Work instructions: Your answer must be the lines of the entries below, exactly as written, from the first line through the line containing "# Target: carved brass panel".

Listed entries:
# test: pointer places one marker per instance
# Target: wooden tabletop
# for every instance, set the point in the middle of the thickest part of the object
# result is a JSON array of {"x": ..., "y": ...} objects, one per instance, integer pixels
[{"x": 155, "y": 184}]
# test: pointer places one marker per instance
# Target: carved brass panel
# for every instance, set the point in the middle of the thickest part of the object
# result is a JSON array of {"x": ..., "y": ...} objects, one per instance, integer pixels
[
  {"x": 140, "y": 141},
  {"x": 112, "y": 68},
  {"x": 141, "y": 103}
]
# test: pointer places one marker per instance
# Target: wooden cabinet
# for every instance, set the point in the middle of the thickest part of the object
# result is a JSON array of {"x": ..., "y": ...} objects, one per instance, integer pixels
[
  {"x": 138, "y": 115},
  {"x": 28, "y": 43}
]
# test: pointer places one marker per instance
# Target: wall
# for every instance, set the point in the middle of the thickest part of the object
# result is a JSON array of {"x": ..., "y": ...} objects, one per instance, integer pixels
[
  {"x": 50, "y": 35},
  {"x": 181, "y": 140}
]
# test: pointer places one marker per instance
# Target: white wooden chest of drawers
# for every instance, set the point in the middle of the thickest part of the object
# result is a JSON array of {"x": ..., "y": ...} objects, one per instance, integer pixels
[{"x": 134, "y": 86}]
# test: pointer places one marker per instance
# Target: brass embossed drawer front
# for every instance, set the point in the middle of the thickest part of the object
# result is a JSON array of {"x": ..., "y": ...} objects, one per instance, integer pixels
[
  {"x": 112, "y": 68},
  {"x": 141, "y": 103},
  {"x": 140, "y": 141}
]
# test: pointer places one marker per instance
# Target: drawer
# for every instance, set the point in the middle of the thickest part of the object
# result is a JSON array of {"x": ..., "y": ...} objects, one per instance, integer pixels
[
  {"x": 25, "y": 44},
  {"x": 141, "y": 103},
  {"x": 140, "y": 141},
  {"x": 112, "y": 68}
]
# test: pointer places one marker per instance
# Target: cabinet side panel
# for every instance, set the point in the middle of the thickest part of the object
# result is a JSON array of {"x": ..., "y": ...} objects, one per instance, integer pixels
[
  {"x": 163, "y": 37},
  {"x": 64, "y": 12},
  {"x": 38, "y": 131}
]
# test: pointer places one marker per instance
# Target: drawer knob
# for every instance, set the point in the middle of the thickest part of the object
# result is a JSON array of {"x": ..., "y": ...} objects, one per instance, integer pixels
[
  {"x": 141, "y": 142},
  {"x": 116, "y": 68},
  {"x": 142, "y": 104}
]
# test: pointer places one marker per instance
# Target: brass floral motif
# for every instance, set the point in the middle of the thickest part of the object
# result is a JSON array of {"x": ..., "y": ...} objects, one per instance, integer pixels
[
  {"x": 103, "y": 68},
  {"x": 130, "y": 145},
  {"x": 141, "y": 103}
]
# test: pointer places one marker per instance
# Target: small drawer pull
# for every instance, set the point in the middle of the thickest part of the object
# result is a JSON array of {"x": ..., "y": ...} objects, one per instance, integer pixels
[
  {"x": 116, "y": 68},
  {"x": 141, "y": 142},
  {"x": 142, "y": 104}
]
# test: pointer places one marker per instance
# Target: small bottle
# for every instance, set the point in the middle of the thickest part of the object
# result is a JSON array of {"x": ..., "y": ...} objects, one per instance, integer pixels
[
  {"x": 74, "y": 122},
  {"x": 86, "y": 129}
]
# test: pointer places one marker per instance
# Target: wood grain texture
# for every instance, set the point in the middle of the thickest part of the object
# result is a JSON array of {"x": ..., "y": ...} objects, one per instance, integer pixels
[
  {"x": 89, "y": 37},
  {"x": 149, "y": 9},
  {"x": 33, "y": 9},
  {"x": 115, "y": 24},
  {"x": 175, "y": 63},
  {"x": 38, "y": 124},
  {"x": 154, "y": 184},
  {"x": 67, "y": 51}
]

Exercise response:
# test: pointer places one marker per instance
# Target: wooden tabletop
# for every instance, set the point in the middle of the thickest part of the object
# result is a JSON array of {"x": ..., "y": ...} objects, one per instance, integer pixels
[{"x": 155, "y": 184}]
# test: pointer places one marker per instance
# Target: carved brass panel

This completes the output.